● **Exercise**:
Extend the piece on who counts as "elderly" past its last sentence, the reader's objection about the 71-year-old midwife.

● **Excerpt provided**:
--*--

I found the anecdotal lede to the CNN report that more Americans are getting COVID boosters than first doses somewhat amusing:
Mark Warschauer, a professor of education at the University of California, Irvine, was “tremendously excited” about the authorization of Covid-19 vaccines, and happy when he became eligible to get his first doses.
And he was at the front of the line to get a booster, too.”We were very concerned about Covid,” he told CNN.
“I’m not elderly, but at the age of 67 I knew there was a substantial risk of hospitalization and even death from Covid. So I got my vaccine at the earliest possible date.”
I’m sure Warschauer is still quite active and mentally sharp but by what definition of “elderly” is 67 not included?
A 2013 NPR report (“An Age-Old Problem: Who Is ‘Elderly’?“) notes that this has long been a sticky issue for journalists.
A recent New York Times story calls a 69-year-old woman elderly. Philadelphia Metro considers 70 to be elderly. When NPR ran a story recently about a 71-year-old midwife, some readers objected to the word “elderly” in the original headline.
One commenter responded: “REALLY?!? ‘ELDERLY MIDWIFE’?! She’s 71 and delivering babies! There’s nothing elderly about her, and these days, not even her age!”

--*--

● **Dataset content**:
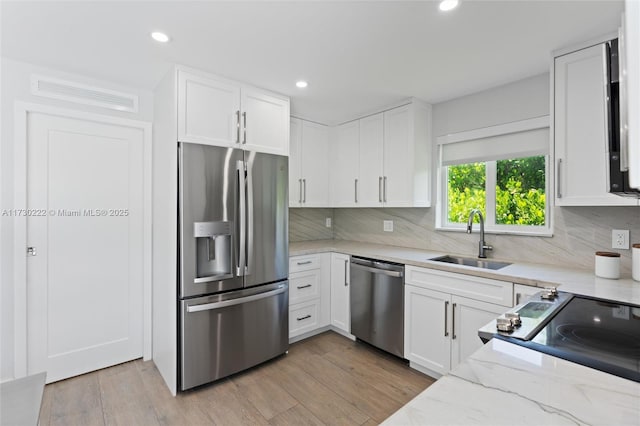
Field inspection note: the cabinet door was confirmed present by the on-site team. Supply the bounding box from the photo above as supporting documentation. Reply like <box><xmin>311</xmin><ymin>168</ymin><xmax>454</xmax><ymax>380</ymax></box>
<box><xmin>289</xmin><ymin>118</ymin><xmax>302</xmax><ymax>207</ymax></box>
<box><xmin>178</xmin><ymin>70</ymin><xmax>240</xmax><ymax>146</ymax></box>
<box><xmin>241</xmin><ymin>87</ymin><xmax>289</xmax><ymax>155</ymax></box>
<box><xmin>451</xmin><ymin>296</ymin><xmax>507</xmax><ymax>368</ymax></box>
<box><xmin>329</xmin><ymin>120</ymin><xmax>360</xmax><ymax>207</ymax></box>
<box><xmin>404</xmin><ymin>285</ymin><xmax>451</xmax><ymax>374</ymax></box>
<box><xmin>331</xmin><ymin>253</ymin><xmax>351</xmax><ymax>333</ymax></box>
<box><xmin>358</xmin><ymin>113</ymin><xmax>382</xmax><ymax>207</ymax></box>
<box><xmin>301</xmin><ymin>120</ymin><xmax>329</xmax><ymax>207</ymax></box>
<box><xmin>383</xmin><ymin>105</ymin><xmax>414</xmax><ymax>207</ymax></box>
<box><xmin>554</xmin><ymin>44</ymin><xmax>637</xmax><ymax>206</ymax></box>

--*--

● **Output for this exercise**:
Another wrote: “I was 70 in Feb and I certainly do not feel elderly … Elderly is at least over 80 and as someone else suggested maybe 95.”
[…]
Just how old is elderly? “Rather old,” according to Merriam-Webster, who doesn’t really help matters. “Being past middle age.”
Elderly is an old adjective dating back hundreds of years. It comes from an even older noun, elder, which the Oxford English Dictionary traces to the 10th century and defines as “in a wider sense, a predecessor, one who lived in former days.”
In many circles, the word “elder” is a vaunted title of veneration. We are told to respect our elders. We look up to elder statesmen. We bow down before tribal elders.
[…]
The word was not always so objectionable. In early 20th century America, “elderly” was socially preferable to the word “old.”
“We like your use of the word elderly,” observed Atlanta Constitution advice columnist Dr. William Brady in 1918. “Maybe we would have more friends now if we had not insisted upon anything old when we meant elderly.”
But by 1956, some Americans were bristling at the description. When a 20-year-old girl referred to a 40-year-old man as “elderly” in a Washington Post story, readers reacted. The paper published the executive editor’s advice to his staff about usage of the word. “A lot of us old folks in our 50s do not like to be called elderly,” the editor opined. “When you are a great deal older than you are now, you will discover that the time a man becomes elderly is exactly like the place where the earth and sky meet.”
He added, “When you are 16 you wonder how an old man of 30 manages to drag himself around. When you get to be 30 you feel that 60 is as old as Methuselah. When you get to be 60 you will think that the ‘aged’ are those in their 90s.”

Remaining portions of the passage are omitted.